> _EXERCISE DIRECTIONS_: Copy word for word, please, the lines of the entries below running from the one containing "box: [276, 175, 301, 227]" to the one containing "7L724 111L811 132L867", both ends included.

(Records excerpted from a collection)
>>>

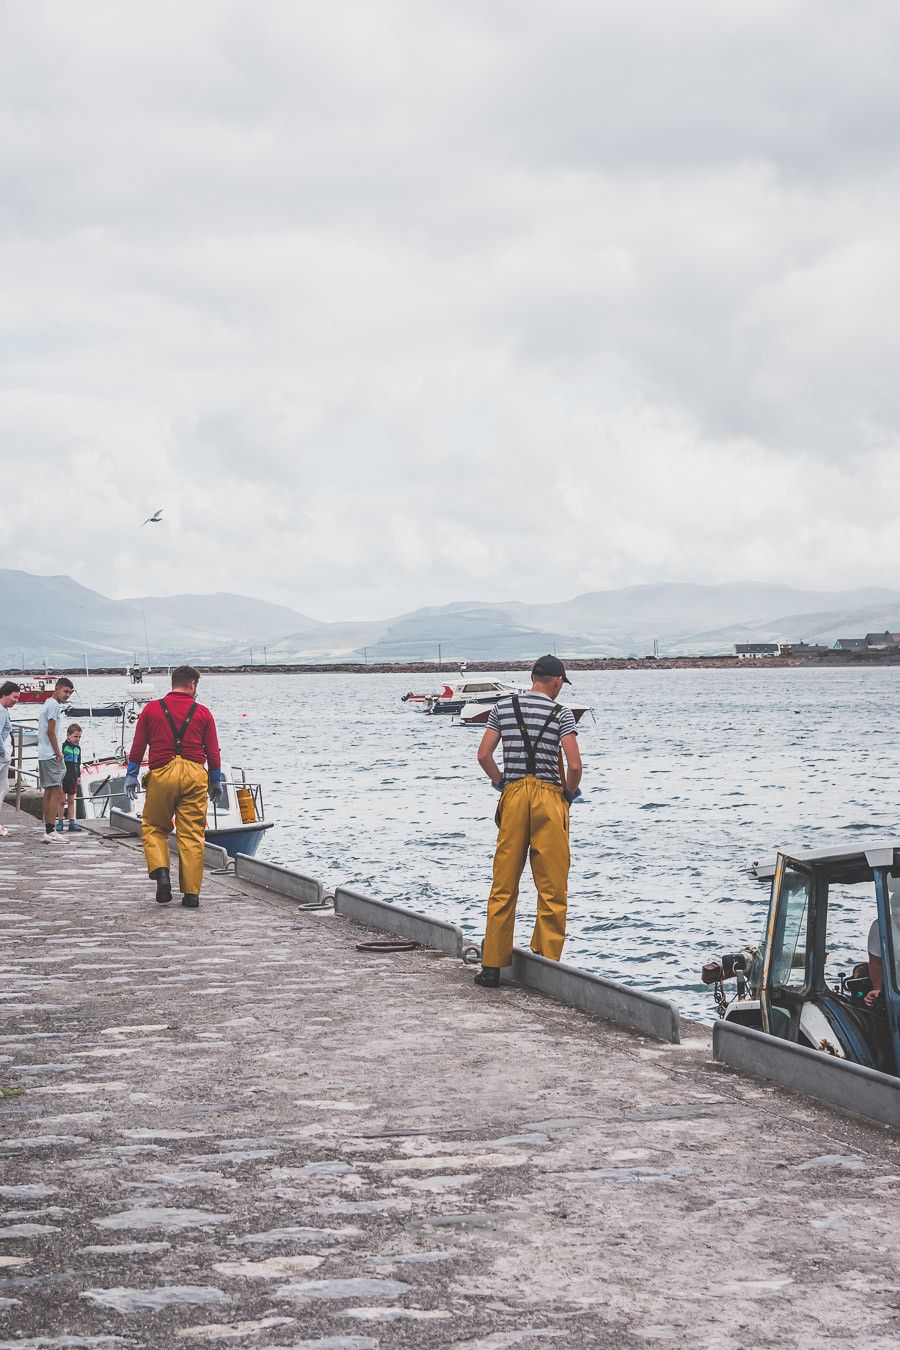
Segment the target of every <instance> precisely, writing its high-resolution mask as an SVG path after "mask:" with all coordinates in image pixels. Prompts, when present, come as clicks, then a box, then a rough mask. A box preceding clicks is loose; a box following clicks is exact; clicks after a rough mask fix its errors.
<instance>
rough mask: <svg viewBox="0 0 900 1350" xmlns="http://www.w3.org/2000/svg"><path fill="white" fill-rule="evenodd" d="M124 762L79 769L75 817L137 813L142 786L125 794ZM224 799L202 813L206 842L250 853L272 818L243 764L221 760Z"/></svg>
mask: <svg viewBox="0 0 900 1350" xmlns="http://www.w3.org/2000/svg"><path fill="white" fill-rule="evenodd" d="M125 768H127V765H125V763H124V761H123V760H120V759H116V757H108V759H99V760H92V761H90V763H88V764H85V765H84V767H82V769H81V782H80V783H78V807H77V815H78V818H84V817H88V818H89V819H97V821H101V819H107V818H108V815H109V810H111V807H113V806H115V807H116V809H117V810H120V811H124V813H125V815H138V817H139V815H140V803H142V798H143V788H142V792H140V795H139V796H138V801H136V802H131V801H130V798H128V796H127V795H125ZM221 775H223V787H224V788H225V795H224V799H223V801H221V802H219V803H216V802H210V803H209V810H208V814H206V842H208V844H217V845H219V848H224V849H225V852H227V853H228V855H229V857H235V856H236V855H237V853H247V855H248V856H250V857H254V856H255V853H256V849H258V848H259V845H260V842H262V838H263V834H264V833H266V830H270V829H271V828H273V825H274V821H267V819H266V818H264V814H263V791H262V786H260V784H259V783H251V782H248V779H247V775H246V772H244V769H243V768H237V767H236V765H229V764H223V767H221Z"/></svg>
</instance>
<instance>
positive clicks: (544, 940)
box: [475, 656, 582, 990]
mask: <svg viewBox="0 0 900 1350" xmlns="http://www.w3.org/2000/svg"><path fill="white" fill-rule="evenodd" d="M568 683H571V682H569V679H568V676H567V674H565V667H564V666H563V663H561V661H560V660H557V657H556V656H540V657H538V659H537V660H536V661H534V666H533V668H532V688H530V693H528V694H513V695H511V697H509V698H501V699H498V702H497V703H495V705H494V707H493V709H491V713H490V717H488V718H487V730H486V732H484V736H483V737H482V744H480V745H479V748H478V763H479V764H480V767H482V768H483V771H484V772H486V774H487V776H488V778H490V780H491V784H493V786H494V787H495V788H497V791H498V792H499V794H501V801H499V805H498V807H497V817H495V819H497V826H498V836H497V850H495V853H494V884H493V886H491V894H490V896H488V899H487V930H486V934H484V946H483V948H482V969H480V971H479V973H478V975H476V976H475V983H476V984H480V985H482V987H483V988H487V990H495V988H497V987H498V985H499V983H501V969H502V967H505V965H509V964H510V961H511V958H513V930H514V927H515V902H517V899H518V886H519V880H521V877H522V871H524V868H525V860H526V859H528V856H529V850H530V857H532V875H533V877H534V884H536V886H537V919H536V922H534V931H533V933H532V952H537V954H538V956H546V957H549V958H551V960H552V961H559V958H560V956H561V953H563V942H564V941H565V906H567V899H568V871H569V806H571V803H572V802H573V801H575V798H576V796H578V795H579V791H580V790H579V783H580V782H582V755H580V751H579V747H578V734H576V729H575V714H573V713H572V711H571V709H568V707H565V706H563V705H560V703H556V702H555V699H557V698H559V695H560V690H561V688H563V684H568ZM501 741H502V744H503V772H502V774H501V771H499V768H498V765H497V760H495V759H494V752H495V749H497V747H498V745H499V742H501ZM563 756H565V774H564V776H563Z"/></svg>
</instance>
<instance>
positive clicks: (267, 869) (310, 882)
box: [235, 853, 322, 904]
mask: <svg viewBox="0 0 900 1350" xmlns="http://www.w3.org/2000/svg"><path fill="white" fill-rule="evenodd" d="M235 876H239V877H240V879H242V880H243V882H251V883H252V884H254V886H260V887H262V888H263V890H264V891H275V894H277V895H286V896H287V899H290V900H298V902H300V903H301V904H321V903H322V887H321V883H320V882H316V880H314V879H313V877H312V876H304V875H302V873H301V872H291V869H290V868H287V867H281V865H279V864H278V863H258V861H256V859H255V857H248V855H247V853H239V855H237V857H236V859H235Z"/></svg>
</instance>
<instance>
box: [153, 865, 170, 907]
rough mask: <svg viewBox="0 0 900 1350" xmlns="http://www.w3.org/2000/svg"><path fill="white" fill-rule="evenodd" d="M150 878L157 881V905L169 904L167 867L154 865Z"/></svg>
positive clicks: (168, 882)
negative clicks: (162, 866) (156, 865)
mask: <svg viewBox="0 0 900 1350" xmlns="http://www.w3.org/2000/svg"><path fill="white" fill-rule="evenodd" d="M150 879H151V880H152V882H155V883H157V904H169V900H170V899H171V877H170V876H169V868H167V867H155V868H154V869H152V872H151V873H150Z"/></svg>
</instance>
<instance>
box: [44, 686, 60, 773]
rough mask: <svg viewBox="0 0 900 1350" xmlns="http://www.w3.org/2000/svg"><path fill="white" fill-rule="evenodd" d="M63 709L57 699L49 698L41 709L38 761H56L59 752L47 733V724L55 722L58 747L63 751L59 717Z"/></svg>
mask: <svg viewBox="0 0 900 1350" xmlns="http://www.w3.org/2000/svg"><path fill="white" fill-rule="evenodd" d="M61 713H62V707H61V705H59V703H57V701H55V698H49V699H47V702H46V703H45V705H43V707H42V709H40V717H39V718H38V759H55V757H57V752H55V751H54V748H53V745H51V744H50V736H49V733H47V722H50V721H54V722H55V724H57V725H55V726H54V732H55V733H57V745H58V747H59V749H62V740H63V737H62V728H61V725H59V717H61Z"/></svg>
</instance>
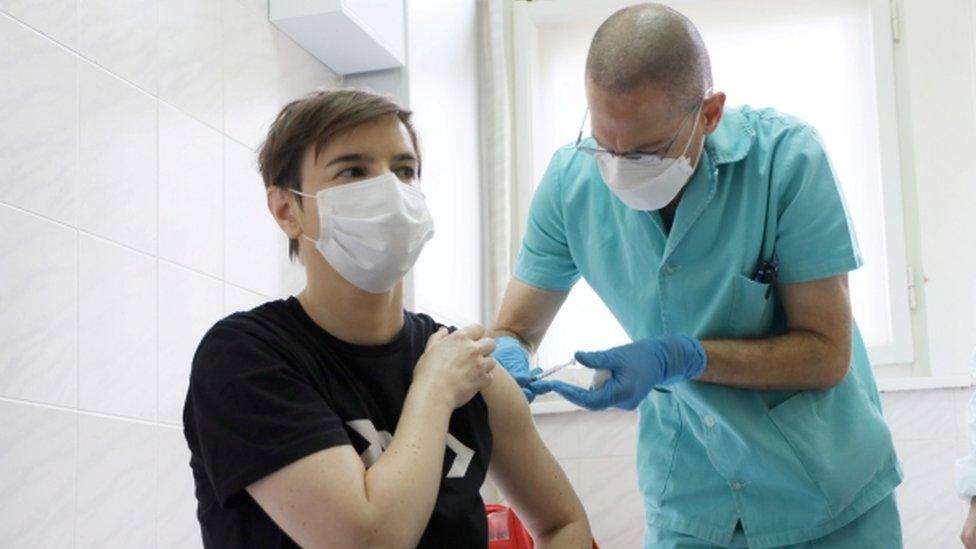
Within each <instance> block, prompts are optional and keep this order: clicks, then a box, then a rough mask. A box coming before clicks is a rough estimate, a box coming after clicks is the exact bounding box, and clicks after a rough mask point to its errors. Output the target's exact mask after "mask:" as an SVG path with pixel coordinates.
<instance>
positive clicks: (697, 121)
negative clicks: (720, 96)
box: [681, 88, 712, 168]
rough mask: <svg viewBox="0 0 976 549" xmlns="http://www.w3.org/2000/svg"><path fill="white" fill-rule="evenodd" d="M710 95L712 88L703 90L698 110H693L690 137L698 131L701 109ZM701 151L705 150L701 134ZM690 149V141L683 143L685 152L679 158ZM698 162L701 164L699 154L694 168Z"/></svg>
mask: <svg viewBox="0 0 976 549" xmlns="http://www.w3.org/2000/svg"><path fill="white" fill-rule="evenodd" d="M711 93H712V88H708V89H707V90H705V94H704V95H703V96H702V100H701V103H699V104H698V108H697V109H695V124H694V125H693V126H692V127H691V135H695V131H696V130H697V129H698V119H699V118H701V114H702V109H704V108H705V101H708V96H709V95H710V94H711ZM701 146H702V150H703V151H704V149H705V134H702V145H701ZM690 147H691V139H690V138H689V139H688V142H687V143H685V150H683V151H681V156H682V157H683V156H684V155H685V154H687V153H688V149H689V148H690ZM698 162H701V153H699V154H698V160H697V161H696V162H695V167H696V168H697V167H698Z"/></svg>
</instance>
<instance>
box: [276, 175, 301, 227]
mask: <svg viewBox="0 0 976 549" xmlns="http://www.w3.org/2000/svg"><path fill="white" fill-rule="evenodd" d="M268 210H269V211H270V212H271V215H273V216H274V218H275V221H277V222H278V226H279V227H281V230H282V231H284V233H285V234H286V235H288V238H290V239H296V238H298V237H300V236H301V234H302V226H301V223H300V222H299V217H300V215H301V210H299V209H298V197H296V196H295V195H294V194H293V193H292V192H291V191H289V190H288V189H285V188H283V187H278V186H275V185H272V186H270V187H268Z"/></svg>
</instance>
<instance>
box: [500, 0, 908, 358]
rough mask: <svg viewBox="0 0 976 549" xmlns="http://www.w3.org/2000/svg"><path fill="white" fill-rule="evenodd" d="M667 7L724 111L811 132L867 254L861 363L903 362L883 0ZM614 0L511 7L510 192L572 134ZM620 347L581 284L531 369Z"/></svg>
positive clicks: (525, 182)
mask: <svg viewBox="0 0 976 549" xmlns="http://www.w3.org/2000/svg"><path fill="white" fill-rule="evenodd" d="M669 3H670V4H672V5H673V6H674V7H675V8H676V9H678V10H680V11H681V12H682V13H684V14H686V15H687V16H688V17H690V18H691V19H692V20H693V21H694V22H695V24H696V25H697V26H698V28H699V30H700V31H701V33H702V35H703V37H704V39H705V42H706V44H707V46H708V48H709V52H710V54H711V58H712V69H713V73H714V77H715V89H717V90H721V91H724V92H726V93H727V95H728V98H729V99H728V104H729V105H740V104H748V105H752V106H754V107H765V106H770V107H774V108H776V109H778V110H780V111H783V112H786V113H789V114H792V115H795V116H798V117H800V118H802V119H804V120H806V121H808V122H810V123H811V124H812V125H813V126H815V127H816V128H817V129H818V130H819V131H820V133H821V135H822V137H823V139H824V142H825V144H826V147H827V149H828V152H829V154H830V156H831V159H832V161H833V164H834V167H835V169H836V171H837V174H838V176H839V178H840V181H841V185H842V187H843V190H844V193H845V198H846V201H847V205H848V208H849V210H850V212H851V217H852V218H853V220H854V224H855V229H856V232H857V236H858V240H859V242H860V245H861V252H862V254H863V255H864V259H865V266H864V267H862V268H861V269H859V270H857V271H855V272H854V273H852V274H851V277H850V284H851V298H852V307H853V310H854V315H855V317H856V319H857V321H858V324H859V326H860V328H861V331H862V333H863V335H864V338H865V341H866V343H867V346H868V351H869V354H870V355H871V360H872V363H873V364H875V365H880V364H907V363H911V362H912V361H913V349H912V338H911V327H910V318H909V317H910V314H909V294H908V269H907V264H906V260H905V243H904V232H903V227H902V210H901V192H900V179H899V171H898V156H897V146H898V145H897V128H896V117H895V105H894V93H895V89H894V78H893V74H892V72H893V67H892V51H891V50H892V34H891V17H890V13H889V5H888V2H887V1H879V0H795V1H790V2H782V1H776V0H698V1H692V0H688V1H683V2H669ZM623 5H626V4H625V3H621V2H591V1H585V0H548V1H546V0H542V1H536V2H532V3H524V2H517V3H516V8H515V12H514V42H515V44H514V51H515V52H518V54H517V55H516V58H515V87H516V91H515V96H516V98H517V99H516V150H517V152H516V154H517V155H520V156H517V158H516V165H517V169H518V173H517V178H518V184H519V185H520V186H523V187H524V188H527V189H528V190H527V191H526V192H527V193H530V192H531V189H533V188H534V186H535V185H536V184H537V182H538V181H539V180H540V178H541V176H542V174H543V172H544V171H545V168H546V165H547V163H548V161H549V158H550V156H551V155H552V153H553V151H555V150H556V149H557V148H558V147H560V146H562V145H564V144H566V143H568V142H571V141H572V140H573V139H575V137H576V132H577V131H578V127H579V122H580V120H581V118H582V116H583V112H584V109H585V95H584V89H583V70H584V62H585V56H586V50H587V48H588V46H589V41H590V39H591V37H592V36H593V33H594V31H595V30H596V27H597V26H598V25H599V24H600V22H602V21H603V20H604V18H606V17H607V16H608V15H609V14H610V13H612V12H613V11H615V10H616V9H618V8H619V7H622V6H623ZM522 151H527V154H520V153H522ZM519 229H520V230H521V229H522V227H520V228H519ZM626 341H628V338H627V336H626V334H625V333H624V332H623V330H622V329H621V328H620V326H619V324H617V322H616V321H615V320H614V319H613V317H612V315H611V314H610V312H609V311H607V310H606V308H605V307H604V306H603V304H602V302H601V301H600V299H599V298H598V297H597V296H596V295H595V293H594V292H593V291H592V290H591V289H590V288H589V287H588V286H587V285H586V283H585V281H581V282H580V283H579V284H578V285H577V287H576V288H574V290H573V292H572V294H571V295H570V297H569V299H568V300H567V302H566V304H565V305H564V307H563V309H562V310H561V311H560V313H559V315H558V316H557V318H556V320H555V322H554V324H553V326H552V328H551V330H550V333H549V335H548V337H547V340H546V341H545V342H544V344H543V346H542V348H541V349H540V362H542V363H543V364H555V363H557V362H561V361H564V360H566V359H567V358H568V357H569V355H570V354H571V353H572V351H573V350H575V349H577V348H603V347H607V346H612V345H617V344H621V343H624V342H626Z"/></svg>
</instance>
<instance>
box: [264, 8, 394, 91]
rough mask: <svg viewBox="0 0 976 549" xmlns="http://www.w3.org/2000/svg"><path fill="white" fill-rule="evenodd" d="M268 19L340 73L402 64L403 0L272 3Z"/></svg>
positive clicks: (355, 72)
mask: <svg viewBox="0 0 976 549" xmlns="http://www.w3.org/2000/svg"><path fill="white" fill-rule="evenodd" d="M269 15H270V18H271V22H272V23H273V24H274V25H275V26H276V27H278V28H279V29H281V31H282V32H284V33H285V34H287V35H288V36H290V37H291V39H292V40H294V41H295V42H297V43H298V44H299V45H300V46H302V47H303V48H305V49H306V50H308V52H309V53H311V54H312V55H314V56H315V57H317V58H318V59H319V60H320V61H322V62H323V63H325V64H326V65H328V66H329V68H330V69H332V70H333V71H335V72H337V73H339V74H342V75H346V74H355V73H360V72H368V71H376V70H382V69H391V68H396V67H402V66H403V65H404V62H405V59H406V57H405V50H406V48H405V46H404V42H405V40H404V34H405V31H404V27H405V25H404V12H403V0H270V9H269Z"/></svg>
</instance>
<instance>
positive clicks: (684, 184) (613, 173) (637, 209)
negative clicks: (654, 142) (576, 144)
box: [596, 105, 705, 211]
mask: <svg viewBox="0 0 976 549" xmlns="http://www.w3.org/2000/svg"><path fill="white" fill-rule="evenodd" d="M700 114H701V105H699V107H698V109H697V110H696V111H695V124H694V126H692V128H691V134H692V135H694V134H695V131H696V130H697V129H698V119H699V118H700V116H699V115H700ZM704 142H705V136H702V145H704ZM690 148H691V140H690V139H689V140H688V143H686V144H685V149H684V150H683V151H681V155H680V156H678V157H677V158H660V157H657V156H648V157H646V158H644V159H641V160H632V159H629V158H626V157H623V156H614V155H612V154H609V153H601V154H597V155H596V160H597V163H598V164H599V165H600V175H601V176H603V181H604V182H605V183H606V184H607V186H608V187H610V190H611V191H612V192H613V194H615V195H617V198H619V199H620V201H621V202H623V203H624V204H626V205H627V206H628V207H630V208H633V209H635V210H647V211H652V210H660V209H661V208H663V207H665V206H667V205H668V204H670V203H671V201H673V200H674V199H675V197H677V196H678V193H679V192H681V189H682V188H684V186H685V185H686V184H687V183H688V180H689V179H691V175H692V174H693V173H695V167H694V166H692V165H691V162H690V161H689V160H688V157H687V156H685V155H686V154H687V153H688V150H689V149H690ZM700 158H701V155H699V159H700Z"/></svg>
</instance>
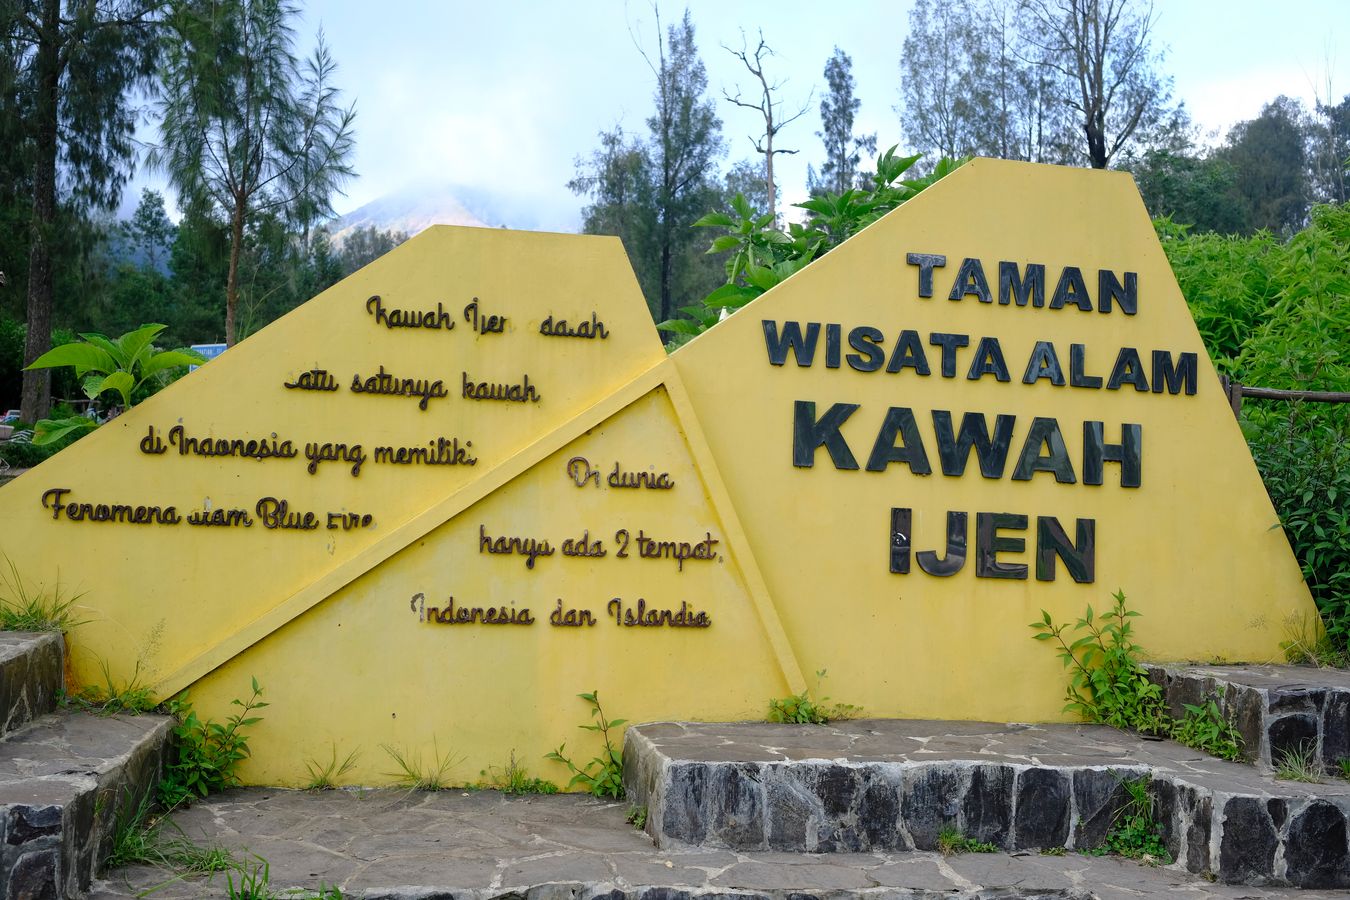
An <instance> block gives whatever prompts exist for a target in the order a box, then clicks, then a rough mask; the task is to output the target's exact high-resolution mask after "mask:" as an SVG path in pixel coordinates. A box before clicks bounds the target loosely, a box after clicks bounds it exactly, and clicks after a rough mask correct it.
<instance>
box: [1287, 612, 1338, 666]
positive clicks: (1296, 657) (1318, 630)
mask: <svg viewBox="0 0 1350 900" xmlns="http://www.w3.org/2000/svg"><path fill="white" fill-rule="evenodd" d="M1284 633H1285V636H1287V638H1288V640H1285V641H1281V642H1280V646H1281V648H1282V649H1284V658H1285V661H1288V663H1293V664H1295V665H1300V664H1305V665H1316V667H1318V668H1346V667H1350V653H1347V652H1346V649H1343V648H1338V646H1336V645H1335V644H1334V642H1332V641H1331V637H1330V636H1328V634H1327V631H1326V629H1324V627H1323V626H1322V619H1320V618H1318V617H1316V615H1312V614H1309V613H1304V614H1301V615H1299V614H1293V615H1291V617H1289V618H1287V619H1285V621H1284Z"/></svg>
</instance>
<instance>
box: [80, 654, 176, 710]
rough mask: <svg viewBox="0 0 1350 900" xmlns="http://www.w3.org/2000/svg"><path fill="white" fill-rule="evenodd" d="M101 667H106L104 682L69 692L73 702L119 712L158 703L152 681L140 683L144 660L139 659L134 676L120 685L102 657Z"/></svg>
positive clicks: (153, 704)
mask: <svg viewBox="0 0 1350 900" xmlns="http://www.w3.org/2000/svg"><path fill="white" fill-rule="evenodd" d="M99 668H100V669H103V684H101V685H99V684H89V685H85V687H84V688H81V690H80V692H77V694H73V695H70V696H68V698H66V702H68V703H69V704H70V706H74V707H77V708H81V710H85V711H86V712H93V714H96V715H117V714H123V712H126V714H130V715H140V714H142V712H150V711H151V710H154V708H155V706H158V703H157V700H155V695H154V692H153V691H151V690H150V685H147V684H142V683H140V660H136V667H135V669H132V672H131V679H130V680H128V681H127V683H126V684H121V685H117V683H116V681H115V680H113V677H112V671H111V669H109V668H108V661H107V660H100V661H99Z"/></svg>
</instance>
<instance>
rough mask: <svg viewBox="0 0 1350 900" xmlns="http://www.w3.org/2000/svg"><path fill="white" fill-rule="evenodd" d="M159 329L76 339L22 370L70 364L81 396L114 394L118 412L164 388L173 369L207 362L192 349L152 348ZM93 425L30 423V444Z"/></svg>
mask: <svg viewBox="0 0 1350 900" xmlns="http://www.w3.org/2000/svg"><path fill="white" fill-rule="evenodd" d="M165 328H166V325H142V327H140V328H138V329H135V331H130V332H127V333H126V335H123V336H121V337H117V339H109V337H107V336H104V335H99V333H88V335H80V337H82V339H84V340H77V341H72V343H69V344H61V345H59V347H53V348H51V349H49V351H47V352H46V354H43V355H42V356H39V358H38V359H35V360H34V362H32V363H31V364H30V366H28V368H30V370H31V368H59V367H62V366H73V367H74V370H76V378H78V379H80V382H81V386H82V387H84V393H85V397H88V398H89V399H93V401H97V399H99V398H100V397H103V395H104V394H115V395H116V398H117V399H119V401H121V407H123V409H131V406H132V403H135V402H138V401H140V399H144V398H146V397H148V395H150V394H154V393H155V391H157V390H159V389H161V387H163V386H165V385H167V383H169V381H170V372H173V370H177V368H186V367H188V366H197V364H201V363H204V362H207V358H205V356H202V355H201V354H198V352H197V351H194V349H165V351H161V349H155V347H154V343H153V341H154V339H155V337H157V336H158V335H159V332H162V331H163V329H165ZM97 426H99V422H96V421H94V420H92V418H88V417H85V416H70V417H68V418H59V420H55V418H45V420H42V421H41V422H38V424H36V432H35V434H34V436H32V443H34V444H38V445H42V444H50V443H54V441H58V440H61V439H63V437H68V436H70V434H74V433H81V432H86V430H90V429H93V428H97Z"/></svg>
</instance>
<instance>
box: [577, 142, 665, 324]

<<<

> _ANSWER BOX_:
box: [276, 175, 301, 227]
mask: <svg viewBox="0 0 976 549" xmlns="http://www.w3.org/2000/svg"><path fill="white" fill-rule="evenodd" d="M268 210H269V211H270V212H271V215H273V216H274V218H275V221H277V222H278V226H279V227H281V230H282V231H284V233H285V234H286V235H288V238H290V239H296V238H298V237H300V236H301V234H302V226H301V223H300V222H299V217H300V215H301V210H299V209H298V197H296V196H295V195H294V194H293V193H292V192H291V191H289V190H288V189H285V188H283V187H278V186H275V185H272V186H270V187H268Z"/></svg>
</instance>
<instance>
box: [500, 0, 908, 358]
rough mask: <svg viewBox="0 0 976 549" xmlns="http://www.w3.org/2000/svg"><path fill="white" fill-rule="evenodd" d="M667 7L724 111L811 132L867 254L861 363L903 362L883 0ZM614 0L511 7L510 192L572 134ZM620 347L581 284L531 369Z"/></svg>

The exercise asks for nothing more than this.